WHAT YOU SHOULD DO:
Count the lines below that contain "wing". Reply with the number only.

TASK MATERIAL:
────────────────

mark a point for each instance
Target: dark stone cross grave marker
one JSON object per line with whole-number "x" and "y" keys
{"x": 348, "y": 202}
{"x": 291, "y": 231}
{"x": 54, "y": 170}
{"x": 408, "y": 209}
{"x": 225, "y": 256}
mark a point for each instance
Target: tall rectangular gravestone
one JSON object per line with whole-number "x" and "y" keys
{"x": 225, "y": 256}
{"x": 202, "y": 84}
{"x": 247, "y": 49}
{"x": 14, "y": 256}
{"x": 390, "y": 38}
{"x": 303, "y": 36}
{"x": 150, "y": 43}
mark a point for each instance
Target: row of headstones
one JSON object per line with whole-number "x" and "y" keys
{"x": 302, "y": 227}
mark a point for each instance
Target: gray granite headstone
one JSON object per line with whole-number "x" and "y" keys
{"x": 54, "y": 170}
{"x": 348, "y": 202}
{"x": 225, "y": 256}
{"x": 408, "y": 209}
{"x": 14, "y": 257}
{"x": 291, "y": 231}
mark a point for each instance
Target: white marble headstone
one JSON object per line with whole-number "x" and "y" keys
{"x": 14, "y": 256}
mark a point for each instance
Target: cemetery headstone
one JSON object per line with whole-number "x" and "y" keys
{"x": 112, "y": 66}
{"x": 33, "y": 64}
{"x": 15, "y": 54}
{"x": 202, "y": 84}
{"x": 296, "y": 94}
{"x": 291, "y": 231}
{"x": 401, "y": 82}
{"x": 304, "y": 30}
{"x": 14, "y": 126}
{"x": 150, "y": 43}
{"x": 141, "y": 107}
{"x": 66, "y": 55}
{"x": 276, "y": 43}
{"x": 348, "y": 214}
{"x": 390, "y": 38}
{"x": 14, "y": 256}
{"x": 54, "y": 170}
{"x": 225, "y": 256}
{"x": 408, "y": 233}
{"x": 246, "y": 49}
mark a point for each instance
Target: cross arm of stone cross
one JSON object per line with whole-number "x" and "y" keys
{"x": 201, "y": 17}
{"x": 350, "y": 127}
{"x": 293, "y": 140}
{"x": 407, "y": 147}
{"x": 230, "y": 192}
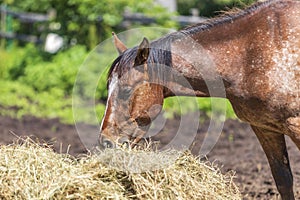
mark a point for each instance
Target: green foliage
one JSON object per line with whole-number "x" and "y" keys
{"x": 60, "y": 73}
{"x": 78, "y": 19}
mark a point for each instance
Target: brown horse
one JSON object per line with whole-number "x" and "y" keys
{"x": 256, "y": 55}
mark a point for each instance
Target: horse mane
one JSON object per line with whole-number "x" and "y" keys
{"x": 160, "y": 48}
{"x": 159, "y": 54}
{"x": 228, "y": 17}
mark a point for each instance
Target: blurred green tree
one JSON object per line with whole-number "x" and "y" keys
{"x": 88, "y": 22}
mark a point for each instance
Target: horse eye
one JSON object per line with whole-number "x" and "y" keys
{"x": 125, "y": 92}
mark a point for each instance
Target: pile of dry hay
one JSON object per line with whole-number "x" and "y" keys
{"x": 34, "y": 171}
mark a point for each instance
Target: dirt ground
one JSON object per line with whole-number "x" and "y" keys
{"x": 237, "y": 149}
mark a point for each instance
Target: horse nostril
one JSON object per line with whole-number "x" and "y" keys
{"x": 124, "y": 142}
{"x": 107, "y": 144}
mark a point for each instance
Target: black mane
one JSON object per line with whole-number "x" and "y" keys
{"x": 160, "y": 49}
{"x": 159, "y": 54}
{"x": 228, "y": 17}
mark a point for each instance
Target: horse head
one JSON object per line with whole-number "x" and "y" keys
{"x": 133, "y": 100}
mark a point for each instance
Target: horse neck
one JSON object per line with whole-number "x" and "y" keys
{"x": 213, "y": 57}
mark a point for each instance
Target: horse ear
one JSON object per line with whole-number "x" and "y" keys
{"x": 119, "y": 44}
{"x": 142, "y": 53}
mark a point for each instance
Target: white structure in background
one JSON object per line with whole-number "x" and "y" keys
{"x": 171, "y": 5}
{"x": 53, "y": 43}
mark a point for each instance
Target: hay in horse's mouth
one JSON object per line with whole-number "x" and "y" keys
{"x": 33, "y": 171}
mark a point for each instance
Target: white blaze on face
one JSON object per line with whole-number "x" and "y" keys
{"x": 112, "y": 87}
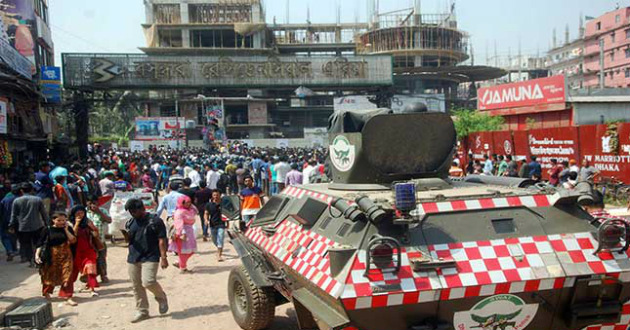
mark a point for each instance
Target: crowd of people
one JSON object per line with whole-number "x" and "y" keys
{"x": 565, "y": 174}
{"x": 53, "y": 218}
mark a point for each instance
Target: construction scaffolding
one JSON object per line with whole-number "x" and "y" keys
{"x": 316, "y": 33}
{"x": 167, "y": 14}
{"x": 447, "y": 46}
{"x": 221, "y": 13}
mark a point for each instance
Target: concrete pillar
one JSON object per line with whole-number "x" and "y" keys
{"x": 256, "y": 14}
{"x": 81, "y": 112}
{"x": 258, "y": 39}
{"x": 186, "y": 38}
{"x": 148, "y": 9}
{"x": 183, "y": 12}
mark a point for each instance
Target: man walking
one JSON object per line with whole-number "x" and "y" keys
{"x": 535, "y": 169}
{"x": 294, "y": 177}
{"x": 169, "y": 202}
{"x": 214, "y": 220}
{"x": 251, "y": 200}
{"x": 282, "y": 169}
{"x": 147, "y": 253}
{"x": 28, "y": 218}
{"x": 44, "y": 185}
{"x": 9, "y": 241}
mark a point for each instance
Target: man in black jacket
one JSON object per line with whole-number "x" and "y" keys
{"x": 147, "y": 253}
{"x": 28, "y": 219}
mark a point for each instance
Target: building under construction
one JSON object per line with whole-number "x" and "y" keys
{"x": 425, "y": 52}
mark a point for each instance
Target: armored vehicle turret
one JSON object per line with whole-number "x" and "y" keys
{"x": 394, "y": 244}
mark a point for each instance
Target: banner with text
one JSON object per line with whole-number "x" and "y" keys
{"x": 522, "y": 94}
{"x": 102, "y": 71}
{"x": 160, "y": 128}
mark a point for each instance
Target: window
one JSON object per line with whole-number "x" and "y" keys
{"x": 503, "y": 226}
{"x": 170, "y": 38}
{"x": 167, "y": 14}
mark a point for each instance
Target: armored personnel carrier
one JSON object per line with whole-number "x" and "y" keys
{"x": 394, "y": 244}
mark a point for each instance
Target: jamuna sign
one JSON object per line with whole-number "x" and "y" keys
{"x": 522, "y": 94}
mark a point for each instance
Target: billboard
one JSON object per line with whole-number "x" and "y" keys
{"x": 353, "y": 102}
{"x": 522, "y": 94}
{"x": 434, "y": 102}
{"x": 257, "y": 113}
{"x": 4, "y": 103}
{"x": 127, "y": 71}
{"x": 19, "y": 26}
{"x": 50, "y": 82}
{"x": 160, "y": 128}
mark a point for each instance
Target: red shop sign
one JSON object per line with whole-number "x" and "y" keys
{"x": 527, "y": 93}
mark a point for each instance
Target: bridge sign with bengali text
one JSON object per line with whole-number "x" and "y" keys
{"x": 133, "y": 71}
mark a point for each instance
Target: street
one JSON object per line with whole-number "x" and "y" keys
{"x": 197, "y": 301}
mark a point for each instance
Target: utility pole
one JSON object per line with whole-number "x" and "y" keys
{"x": 288, "y": 11}
{"x": 602, "y": 76}
{"x": 520, "y": 61}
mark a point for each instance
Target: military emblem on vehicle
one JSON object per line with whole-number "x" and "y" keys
{"x": 501, "y": 312}
{"x": 342, "y": 154}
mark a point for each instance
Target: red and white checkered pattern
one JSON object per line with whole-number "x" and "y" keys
{"x": 486, "y": 203}
{"x": 304, "y": 251}
{"x": 299, "y": 193}
{"x": 485, "y": 268}
{"x": 623, "y": 322}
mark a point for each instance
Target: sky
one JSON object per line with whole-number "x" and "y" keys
{"x": 113, "y": 26}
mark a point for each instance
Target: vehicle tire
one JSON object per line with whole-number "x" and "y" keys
{"x": 253, "y": 308}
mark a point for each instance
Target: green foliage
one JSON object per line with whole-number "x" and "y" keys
{"x": 113, "y": 120}
{"x": 470, "y": 121}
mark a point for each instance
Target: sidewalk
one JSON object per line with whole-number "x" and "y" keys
{"x": 198, "y": 300}
{"x": 16, "y": 279}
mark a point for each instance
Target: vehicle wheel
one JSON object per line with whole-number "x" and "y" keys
{"x": 253, "y": 308}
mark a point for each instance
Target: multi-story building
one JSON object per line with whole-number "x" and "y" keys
{"x": 568, "y": 60}
{"x": 26, "y": 47}
{"x": 418, "y": 54}
{"x": 607, "y": 50}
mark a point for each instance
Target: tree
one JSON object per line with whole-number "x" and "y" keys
{"x": 470, "y": 121}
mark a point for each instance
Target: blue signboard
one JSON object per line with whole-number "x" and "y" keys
{"x": 51, "y": 73}
{"x": 50, "y": 82}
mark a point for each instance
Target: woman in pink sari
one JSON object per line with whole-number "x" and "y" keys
{"x": 184, "y": 238}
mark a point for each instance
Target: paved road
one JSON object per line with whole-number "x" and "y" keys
{"x": 197, "y": 301}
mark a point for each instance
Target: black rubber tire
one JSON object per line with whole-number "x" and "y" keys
{"x": 261, "y": 308}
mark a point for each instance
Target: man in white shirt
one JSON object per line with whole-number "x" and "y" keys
{"x": 308, "y": 171}
{"x": 282, "y": 169}
{"x": 195, "y": 177}
{"x": 212, "y": 178}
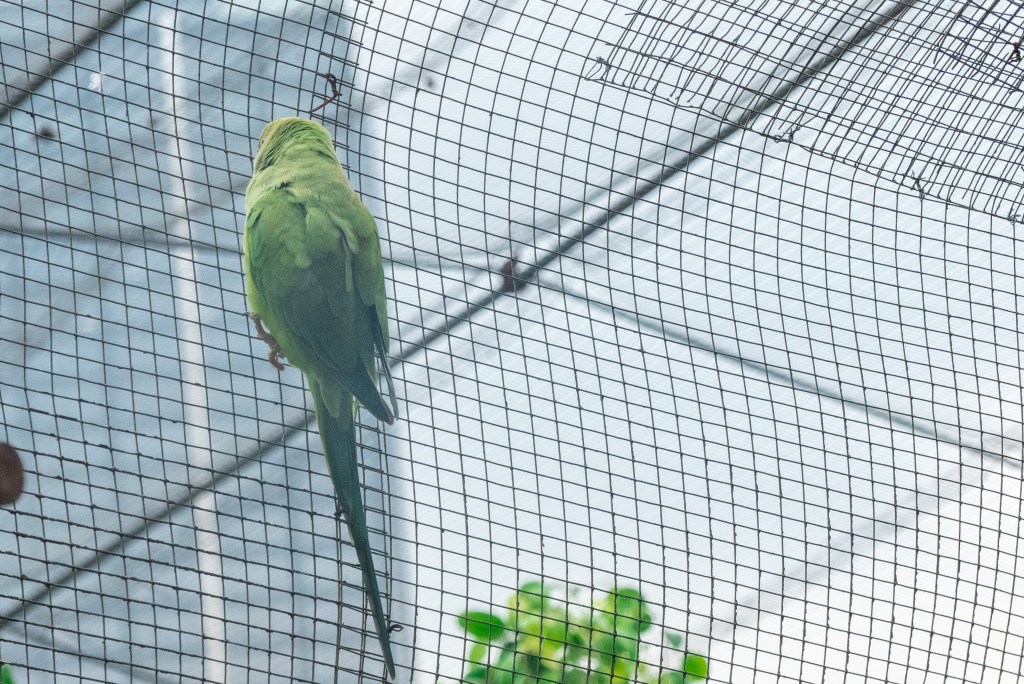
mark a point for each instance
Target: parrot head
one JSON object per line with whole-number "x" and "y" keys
{"x": 281, "y": 134}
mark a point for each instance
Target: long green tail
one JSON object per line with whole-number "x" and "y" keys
{"x": 338, "y": 435}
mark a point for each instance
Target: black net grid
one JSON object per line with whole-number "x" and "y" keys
{"x": 714, "y": 300}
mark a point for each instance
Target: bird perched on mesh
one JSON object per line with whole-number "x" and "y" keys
{"x": 315, "y": 285}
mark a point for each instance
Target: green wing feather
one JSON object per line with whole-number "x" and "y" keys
{"x": 315, "y": 279}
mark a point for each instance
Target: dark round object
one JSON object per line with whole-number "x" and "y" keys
{"x": 11, "y": 475}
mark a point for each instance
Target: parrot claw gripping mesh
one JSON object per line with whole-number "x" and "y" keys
{"x": 315, "y": 285}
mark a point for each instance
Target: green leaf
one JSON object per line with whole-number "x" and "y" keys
{"x": 477, "y": 675}
{"x": 481, "y": 626}
{"x": 695, "y": 668}
{"x": 477, "y": 652}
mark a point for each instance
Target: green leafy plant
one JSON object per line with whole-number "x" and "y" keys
{"x": 541, "y": 640}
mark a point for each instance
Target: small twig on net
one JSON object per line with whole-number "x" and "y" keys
{"x": 334, "y": 82}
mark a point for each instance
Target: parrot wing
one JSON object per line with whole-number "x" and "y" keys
{"x": 318, "y": 279}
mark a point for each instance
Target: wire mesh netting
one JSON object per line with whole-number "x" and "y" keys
{"x": 716, "y": 301}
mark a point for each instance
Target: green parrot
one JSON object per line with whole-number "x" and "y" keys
{"x": 315, "y": 285}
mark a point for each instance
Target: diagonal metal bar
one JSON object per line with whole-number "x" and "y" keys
{"x": 109, "y": 18}
{"x": 410, "y": 348}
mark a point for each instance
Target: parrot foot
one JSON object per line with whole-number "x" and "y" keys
{"x": 274, "y": 354}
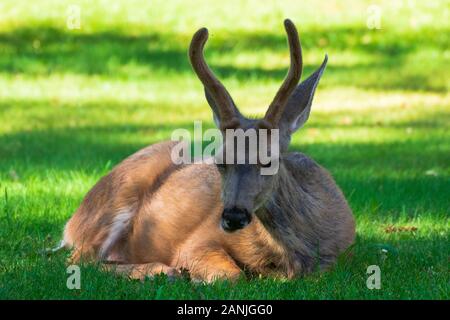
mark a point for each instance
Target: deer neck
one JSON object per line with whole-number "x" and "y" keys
{"x": 286, "y": 217}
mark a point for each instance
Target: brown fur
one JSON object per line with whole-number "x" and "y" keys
{"x": 150, "y": 215}
{"x": 172, "y": 226}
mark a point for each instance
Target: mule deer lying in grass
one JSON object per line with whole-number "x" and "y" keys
{"x": 150, "y": 215}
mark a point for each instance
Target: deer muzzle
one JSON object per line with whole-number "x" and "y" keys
{"x": 235, "y": 218}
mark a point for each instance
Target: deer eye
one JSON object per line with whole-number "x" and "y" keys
{"x": 266, "y": 165}
{"x": 221, "y": 166}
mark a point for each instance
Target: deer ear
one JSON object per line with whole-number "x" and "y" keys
{"x": 298, "y": 106}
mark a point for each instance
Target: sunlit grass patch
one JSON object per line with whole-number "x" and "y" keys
{"x": 74, "y": 103}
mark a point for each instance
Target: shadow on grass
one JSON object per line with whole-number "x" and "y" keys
{"x": 42, "y": 51}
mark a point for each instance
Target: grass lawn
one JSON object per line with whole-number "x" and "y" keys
{"x": 73, "y": 103}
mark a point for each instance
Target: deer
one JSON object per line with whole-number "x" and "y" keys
{"x": 218, "y": 221}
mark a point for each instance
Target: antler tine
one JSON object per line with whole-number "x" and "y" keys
{"x": 278, "y": 104}
{"x": 206, "y": 76}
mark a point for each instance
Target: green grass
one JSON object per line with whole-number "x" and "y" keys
{"x": 73, "y": 103}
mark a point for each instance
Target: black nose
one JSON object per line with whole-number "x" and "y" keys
{"x": 235, "y": 218}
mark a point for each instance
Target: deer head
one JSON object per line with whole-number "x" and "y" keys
{"x": 244, "y": 188}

────────────────

RESULT OF THIS TASK:
2